■ **Entries provided**:
= = = =

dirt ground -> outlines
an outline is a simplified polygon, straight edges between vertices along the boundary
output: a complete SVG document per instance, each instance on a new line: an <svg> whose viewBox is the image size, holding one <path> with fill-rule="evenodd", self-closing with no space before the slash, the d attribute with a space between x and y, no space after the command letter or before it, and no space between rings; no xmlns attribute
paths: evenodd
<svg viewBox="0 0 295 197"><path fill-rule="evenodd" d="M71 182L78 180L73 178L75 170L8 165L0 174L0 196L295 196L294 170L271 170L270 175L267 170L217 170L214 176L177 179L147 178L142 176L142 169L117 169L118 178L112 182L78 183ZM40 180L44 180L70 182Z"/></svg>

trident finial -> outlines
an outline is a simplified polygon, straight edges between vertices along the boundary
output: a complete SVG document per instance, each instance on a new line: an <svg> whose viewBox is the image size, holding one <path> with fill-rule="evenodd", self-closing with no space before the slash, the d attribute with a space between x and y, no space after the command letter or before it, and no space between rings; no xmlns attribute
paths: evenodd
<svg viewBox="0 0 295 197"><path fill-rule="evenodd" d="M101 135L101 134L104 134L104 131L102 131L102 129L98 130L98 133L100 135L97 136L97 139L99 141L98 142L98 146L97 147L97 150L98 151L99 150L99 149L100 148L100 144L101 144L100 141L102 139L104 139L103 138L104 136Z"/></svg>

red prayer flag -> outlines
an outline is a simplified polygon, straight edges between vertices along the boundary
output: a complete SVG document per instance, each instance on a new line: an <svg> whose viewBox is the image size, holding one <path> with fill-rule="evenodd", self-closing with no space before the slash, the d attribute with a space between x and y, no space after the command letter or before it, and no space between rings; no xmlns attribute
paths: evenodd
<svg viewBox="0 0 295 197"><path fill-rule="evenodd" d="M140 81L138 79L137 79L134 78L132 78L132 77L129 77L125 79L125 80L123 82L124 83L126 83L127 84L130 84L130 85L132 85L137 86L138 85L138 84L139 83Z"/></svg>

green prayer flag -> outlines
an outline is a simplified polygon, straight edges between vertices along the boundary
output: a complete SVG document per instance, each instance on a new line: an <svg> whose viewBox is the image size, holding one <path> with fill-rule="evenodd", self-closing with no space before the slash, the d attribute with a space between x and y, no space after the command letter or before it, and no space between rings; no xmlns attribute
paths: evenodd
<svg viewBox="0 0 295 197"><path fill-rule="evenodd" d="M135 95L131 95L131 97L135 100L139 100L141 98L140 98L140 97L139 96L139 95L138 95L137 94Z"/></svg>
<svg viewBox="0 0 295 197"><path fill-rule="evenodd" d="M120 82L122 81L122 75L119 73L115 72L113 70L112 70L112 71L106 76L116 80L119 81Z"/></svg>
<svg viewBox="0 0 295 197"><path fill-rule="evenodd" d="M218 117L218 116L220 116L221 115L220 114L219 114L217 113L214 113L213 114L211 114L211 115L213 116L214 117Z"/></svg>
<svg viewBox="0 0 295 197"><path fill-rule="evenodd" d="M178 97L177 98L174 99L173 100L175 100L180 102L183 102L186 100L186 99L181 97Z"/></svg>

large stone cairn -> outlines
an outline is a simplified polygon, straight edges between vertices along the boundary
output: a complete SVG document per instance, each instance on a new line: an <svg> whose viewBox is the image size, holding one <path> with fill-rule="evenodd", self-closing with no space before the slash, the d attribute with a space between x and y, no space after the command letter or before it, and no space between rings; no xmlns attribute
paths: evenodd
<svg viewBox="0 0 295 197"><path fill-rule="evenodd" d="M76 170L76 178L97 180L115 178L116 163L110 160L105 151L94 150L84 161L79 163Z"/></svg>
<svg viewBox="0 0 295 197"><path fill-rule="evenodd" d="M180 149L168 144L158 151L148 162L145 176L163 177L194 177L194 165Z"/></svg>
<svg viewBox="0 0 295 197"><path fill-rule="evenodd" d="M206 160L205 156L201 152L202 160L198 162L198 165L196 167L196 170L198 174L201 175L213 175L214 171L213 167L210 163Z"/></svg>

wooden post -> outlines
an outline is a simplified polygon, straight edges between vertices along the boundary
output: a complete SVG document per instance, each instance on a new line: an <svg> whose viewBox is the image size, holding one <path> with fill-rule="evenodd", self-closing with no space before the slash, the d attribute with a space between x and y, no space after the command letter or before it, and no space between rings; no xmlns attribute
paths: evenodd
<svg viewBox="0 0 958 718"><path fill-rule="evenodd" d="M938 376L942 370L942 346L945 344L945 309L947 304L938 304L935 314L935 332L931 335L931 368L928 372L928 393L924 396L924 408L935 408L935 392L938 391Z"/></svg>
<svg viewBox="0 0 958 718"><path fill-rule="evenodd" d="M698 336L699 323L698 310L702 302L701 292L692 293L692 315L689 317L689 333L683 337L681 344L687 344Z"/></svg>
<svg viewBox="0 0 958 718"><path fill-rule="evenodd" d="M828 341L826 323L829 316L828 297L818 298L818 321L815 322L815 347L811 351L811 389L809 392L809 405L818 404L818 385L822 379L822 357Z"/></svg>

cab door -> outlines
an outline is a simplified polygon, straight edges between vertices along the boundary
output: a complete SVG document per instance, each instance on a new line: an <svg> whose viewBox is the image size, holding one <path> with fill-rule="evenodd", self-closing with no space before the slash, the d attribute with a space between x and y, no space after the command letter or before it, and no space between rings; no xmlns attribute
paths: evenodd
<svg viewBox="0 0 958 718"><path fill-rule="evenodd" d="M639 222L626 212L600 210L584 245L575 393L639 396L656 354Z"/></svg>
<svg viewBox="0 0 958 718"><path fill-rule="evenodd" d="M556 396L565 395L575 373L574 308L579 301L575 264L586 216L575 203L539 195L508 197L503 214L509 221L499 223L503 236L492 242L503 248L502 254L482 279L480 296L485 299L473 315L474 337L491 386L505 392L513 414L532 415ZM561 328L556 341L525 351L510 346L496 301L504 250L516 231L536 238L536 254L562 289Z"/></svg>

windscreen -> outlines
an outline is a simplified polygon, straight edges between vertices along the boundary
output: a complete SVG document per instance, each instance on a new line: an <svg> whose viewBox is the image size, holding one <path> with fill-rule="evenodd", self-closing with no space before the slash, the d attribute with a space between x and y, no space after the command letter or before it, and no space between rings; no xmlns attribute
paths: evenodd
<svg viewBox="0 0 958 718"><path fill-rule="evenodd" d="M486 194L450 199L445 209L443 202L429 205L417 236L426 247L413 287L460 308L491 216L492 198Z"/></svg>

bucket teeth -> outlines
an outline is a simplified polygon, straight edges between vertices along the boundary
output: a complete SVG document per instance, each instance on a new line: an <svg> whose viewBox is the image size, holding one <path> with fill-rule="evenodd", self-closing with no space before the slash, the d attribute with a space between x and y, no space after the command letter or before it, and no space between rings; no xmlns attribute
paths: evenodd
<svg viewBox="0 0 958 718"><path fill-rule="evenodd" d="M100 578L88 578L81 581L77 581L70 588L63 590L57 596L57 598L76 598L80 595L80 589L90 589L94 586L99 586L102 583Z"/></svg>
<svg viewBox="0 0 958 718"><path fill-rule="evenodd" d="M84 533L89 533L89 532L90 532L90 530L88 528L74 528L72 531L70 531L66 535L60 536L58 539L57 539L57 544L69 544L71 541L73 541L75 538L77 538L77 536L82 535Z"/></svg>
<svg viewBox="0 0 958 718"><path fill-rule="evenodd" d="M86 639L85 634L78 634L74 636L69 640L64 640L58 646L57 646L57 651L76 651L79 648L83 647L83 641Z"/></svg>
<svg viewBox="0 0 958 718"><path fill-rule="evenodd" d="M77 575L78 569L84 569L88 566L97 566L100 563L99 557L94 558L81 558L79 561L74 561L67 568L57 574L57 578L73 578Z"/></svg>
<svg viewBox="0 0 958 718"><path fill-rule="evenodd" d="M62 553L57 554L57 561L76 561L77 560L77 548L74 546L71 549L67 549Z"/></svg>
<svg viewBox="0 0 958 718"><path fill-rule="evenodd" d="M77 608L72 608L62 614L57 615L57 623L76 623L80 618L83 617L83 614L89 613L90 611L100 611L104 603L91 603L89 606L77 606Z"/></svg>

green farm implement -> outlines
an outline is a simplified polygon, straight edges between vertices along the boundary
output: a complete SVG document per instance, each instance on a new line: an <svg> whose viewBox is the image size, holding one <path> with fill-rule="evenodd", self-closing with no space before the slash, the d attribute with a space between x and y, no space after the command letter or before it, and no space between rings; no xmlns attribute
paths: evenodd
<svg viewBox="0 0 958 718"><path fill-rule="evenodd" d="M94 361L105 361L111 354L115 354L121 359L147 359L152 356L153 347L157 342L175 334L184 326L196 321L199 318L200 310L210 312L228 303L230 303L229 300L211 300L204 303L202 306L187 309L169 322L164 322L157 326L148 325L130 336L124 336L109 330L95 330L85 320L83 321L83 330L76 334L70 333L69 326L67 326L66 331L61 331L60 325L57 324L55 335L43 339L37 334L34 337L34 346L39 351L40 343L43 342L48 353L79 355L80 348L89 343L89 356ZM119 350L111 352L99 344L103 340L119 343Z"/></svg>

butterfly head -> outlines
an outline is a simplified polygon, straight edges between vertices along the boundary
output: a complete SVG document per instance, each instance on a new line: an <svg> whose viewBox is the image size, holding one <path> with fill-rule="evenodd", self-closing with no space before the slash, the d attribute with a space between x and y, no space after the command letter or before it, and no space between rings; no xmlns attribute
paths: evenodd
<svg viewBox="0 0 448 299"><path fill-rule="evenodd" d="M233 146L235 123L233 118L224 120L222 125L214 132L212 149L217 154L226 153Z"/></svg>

= = = =

■ **Task to complete**: Render each line of the items, from the line containing "butterfly head -> outlines" through the last line, as a Markdown table with the columns "No." and "Line Text". Skip blank lines and number the remaining rows in order.

■ **Solution to this exercise**:
| No. | Line Text |
|---|---|
| 1 | butterfly head -> outlines |
| 2 | an outline is a simplified polygon, straight edges between vertices along the boundary |
| 3 | output: a complete SVG document per instance, each instance on a new line: an <svg> whose viewBox is the image size, holding one <path> with fill-rule="evenodd", self-closing with no space before the slash, the d attribute with a space between x and y, no space after the command letter or before it, and no space between rings; no xmlns attribute |
| 4 | paths: evenodd |
| 5 | <svg viewBox="0 0 448 299"><path fill-rule="evenodd" d="M233 146L235 123L233 118L224 120L222 125L214 132L212 149L217 154L226 153Z"/></svg> |